— START OF RECORDS SHOWN —
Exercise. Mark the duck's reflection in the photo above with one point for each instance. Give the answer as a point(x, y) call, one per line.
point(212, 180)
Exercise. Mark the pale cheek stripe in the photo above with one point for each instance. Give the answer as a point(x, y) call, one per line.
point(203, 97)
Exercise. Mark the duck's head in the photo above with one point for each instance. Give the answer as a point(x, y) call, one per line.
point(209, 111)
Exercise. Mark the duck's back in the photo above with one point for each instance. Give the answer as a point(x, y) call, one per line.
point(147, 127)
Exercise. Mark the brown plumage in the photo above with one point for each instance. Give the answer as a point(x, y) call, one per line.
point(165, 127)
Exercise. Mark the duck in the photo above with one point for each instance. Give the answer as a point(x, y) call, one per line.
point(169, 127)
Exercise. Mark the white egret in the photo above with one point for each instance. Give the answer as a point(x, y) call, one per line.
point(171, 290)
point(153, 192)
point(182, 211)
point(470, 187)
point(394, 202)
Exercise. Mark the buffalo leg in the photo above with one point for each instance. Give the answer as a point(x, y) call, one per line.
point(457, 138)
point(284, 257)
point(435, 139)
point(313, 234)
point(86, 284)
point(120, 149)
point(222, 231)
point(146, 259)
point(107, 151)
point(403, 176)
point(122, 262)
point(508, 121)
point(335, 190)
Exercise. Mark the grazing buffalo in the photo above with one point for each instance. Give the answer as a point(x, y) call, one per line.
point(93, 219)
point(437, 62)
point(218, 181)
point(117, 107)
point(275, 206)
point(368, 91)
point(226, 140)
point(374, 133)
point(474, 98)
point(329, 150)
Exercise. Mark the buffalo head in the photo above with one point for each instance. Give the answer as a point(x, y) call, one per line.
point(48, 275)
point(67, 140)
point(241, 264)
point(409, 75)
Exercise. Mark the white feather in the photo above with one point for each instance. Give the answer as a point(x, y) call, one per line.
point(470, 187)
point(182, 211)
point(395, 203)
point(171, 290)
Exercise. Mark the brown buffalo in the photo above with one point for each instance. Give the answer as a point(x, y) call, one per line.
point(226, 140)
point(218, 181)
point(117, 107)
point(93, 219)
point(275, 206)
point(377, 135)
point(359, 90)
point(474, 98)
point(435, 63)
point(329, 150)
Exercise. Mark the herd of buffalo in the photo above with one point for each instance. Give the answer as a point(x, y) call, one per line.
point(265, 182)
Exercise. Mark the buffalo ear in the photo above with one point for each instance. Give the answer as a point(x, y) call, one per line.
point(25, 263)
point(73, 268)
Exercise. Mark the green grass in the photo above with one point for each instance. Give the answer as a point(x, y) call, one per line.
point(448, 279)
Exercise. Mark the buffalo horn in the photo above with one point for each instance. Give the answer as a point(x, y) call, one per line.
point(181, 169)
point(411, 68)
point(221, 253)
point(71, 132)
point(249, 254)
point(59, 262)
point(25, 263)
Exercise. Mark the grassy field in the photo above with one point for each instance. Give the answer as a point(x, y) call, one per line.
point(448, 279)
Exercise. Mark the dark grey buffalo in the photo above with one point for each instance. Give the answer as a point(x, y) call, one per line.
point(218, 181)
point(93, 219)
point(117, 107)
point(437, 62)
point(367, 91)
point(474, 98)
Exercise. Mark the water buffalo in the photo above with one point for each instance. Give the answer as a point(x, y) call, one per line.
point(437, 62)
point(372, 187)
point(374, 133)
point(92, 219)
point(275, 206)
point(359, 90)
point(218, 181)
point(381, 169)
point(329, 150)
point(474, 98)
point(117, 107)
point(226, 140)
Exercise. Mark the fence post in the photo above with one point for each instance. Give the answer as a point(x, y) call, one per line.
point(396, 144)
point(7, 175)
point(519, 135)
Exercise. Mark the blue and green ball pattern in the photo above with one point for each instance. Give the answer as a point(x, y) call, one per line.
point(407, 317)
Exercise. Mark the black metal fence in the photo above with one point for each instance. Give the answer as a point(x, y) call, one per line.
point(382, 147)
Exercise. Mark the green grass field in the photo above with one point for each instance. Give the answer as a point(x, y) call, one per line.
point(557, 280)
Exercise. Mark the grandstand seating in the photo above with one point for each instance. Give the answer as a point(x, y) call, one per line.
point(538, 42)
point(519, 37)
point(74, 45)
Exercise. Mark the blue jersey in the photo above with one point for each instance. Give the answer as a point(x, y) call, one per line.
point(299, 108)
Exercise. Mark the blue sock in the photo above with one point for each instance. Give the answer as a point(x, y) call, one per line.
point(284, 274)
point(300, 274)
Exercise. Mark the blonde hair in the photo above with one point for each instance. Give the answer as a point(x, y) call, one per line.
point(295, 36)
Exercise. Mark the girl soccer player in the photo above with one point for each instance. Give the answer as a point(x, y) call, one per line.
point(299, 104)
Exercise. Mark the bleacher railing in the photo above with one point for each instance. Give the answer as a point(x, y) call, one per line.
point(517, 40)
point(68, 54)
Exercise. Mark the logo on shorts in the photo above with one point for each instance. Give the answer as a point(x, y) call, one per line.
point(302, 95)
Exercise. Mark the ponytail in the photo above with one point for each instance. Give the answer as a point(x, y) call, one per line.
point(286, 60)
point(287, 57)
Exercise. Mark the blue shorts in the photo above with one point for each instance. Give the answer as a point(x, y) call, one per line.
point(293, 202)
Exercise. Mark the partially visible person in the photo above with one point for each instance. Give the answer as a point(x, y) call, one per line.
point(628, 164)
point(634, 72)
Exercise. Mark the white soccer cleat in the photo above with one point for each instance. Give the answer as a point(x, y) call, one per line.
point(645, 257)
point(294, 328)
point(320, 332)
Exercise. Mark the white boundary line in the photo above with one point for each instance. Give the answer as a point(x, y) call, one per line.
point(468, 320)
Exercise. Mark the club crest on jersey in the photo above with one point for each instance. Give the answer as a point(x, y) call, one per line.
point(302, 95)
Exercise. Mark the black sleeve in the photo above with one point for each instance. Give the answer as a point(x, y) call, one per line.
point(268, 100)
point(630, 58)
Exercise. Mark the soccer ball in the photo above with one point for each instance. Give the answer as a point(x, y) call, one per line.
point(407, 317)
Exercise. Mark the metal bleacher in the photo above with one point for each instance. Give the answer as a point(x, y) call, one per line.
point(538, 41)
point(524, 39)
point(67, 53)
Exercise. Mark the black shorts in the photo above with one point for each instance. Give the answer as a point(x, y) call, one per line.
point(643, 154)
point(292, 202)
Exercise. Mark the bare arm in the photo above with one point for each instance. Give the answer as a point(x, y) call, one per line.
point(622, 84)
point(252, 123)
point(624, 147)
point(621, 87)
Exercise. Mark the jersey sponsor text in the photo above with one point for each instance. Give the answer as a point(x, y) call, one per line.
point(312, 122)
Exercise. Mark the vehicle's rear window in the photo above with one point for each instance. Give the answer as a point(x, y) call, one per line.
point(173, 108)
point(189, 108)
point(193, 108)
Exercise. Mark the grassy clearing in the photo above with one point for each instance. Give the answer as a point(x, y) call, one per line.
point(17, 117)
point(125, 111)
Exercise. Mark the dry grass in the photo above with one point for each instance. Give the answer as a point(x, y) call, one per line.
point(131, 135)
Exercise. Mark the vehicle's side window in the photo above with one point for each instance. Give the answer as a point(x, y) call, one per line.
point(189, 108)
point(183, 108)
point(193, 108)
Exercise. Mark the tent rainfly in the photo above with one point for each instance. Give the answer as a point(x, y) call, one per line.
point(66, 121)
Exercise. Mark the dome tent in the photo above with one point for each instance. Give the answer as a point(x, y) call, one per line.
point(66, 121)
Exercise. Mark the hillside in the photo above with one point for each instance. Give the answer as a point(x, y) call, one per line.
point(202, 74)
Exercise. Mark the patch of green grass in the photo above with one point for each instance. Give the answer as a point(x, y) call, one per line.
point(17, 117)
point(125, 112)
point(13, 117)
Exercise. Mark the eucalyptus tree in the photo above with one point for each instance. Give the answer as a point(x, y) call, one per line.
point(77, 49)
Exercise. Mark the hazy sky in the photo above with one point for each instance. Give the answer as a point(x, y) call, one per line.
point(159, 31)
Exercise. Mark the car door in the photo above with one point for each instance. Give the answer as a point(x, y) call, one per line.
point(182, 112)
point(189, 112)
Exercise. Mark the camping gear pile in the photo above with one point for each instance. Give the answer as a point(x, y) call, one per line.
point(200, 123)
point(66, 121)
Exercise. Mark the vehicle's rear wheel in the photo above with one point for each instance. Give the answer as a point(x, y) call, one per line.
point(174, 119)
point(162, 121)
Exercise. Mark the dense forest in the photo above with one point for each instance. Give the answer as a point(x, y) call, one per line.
— END OF RECORDS SHOWN —
**DO THIS**
Copy word for word the lines of the data above, starting at the line that contains "Exercise. Mark the camping" and ending with the final line.

**EXERCISE OUTPUT**
Exercise. Mark the camping gear pile in the photo above with one point for each instance. Give the answer as a point(x, y) call, one per line.
point(200, 123)
point(66, 121)
Exercise. Mark the vehicle's rear wheel in the photo above with one point for each instance. Give the answer as a point(x, y) call, one per line.
point(174, 119)
point(162, 121)
Exercise. Mark the dense forest in the photo above with one point for each instance. Give the answer as a point(x, y) call, one per line.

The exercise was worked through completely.